*Work required*: Copy only what runs from the line containing "Where can the sun be" through the end of the material below, line for line, with both ends included.

# Input data start

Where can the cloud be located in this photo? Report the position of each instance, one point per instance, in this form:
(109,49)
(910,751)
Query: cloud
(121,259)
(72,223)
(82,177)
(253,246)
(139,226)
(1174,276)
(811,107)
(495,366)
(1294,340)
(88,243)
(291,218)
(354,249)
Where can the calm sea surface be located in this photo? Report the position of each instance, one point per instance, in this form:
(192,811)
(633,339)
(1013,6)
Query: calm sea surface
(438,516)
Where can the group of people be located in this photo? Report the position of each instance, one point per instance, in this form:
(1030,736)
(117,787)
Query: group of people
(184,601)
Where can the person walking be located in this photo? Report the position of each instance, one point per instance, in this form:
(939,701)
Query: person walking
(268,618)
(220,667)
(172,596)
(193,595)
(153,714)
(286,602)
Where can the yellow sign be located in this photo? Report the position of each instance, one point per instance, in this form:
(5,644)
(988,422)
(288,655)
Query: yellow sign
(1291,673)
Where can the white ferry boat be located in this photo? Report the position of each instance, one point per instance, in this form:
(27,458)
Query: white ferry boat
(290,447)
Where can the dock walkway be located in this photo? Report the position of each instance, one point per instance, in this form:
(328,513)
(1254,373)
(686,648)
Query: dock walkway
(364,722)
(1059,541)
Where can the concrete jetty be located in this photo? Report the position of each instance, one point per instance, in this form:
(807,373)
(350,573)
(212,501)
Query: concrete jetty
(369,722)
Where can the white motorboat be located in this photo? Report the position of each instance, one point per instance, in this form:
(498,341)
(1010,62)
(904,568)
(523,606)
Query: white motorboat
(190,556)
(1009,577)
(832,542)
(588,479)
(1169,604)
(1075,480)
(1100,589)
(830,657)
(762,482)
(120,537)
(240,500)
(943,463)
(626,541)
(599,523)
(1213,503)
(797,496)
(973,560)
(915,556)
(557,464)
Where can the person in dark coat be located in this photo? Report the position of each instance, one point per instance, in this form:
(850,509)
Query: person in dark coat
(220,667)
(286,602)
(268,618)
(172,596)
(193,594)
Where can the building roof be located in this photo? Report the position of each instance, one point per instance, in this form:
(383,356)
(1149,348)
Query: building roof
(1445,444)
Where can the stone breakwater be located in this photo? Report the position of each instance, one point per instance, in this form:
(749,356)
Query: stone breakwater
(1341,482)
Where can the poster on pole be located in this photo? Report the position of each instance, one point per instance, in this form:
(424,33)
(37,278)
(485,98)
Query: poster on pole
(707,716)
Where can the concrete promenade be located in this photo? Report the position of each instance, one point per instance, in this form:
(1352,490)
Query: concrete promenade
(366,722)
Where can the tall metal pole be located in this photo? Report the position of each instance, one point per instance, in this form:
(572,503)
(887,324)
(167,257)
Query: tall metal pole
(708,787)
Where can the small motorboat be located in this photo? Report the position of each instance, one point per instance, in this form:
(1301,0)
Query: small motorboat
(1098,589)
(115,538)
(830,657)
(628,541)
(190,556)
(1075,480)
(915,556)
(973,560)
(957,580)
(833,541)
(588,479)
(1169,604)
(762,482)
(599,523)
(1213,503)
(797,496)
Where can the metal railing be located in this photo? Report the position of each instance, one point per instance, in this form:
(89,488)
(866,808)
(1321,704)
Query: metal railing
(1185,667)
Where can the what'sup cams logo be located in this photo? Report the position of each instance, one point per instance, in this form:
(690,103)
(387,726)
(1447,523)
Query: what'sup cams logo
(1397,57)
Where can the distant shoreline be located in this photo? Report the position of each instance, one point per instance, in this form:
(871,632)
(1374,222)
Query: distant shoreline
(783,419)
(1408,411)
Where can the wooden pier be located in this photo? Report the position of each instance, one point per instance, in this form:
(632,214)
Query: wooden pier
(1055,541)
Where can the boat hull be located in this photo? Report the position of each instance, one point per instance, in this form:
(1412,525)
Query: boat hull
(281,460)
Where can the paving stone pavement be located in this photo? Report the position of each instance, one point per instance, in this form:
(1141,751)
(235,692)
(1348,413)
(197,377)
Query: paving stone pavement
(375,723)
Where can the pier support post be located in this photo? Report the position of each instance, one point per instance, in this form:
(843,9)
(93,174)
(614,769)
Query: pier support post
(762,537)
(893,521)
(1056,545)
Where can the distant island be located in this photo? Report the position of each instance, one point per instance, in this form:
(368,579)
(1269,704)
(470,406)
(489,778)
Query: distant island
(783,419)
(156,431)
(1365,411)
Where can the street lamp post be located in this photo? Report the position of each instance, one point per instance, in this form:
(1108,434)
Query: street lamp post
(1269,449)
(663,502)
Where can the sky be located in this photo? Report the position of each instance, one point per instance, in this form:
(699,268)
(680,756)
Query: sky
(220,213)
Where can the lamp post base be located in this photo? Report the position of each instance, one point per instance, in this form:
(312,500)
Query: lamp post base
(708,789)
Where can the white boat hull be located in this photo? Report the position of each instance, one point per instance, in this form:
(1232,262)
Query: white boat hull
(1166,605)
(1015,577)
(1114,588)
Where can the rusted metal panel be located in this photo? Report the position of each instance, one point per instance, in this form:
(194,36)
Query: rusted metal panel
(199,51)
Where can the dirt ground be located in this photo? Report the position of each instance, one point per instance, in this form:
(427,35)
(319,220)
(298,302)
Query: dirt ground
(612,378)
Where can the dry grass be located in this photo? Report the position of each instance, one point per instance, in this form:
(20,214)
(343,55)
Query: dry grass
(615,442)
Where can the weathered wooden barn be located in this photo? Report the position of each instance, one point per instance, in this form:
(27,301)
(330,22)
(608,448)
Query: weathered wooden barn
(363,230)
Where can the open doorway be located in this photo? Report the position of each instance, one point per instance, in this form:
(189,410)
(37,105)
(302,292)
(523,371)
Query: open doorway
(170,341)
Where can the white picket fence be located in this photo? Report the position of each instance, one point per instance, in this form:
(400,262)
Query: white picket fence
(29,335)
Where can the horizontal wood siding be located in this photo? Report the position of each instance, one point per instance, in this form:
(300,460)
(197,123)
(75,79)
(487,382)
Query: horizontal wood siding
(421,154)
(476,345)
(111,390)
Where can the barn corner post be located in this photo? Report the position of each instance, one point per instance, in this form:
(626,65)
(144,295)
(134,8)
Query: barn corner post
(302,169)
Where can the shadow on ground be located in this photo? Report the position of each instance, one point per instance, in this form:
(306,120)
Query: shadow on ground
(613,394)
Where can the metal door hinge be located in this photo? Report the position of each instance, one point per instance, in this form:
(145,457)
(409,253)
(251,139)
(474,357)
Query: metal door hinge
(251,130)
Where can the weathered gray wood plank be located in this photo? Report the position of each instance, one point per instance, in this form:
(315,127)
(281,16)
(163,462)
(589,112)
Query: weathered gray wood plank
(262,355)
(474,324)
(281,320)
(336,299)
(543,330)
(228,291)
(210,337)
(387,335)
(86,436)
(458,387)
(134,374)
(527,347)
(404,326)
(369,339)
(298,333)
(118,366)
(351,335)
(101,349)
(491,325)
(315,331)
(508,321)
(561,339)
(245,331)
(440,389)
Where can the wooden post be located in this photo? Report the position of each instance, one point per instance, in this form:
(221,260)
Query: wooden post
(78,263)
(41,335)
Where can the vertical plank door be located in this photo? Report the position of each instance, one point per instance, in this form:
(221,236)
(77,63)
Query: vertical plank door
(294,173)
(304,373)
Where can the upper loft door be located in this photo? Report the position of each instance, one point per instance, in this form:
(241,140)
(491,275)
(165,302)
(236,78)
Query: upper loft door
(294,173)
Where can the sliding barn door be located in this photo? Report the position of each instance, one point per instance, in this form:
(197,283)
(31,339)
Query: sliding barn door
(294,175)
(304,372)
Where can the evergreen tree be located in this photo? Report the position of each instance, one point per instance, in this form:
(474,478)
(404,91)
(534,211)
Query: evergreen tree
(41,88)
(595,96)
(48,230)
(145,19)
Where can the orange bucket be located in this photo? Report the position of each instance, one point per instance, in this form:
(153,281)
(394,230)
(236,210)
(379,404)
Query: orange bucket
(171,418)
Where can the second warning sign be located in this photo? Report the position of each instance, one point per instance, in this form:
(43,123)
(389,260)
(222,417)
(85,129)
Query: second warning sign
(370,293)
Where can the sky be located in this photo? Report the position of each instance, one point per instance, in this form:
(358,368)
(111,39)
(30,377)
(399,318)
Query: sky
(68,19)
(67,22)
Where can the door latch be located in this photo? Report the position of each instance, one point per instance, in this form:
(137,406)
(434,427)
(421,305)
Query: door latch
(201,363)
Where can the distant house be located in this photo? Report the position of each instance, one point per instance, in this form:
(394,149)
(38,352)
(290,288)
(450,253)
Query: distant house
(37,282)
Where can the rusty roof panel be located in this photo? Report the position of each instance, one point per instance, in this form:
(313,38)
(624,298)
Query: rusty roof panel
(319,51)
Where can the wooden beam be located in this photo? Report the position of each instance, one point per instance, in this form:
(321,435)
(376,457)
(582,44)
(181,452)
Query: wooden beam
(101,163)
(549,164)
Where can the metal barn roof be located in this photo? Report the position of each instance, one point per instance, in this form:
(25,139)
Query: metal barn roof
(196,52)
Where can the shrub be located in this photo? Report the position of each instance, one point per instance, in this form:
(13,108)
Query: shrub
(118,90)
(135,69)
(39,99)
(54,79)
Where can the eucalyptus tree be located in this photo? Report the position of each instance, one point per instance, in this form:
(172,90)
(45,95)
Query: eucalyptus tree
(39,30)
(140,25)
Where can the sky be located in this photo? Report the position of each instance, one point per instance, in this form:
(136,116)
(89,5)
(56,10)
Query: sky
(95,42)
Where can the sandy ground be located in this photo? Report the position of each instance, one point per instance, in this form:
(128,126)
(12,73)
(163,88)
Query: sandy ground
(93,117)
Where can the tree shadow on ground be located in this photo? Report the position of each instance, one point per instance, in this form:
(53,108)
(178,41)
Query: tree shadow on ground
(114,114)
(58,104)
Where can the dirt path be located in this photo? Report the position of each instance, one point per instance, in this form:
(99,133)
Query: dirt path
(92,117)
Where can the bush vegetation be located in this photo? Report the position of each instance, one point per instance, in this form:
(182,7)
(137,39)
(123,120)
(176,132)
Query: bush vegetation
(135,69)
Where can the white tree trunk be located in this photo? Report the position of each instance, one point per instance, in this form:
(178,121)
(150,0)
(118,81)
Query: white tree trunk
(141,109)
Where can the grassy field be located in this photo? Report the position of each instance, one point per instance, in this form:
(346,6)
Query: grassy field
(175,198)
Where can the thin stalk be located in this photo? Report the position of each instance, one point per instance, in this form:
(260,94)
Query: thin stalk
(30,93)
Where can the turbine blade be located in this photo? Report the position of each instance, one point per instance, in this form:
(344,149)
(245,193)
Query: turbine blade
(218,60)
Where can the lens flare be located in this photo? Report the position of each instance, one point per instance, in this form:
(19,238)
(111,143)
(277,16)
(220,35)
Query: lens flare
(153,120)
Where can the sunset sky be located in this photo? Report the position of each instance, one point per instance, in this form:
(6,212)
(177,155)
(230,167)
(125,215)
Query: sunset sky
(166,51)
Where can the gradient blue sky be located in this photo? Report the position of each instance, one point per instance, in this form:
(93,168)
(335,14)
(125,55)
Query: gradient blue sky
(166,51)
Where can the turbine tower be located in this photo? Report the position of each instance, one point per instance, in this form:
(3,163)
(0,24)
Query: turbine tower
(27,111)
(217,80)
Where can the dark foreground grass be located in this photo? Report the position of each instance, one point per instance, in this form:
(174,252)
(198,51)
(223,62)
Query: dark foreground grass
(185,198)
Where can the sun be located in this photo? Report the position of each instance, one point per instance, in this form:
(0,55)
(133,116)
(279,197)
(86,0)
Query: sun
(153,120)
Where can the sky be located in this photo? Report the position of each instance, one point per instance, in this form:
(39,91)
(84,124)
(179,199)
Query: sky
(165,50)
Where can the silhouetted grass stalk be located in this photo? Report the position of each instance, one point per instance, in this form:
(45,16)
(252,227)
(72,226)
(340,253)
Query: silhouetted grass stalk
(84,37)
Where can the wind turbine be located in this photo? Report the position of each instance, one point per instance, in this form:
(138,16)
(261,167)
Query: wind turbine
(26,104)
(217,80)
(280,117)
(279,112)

# Input data end

*Result below*:
Where can the sun be located in this photo? Report the position of each instance, one point per instance, in this form:
(0,55)
(133,116)
(279,197)
(86,0)
Query: sun
(153,120)
Where can the sky be located in this photo? Report the position of each instance, one point per instance, in this form:
(39,91)
(84,124)
(179,199)
Query: sky
(165,50)
Where can the silhouetted grass stalk be located in this photo? Report the position of each instance, one point per instance, in this form:
(45,16)
(252,227)
(72,226)
(340,253)
Query: silhouetted grass stalk
(84,37)
Where can the wind turbine be located in this photo? Report the position of each instance, one point per instance, in this form:
(138,16)
(261,167)
Query: wind turbine
(26,104)
(217,80)
(280,117)
(279,112)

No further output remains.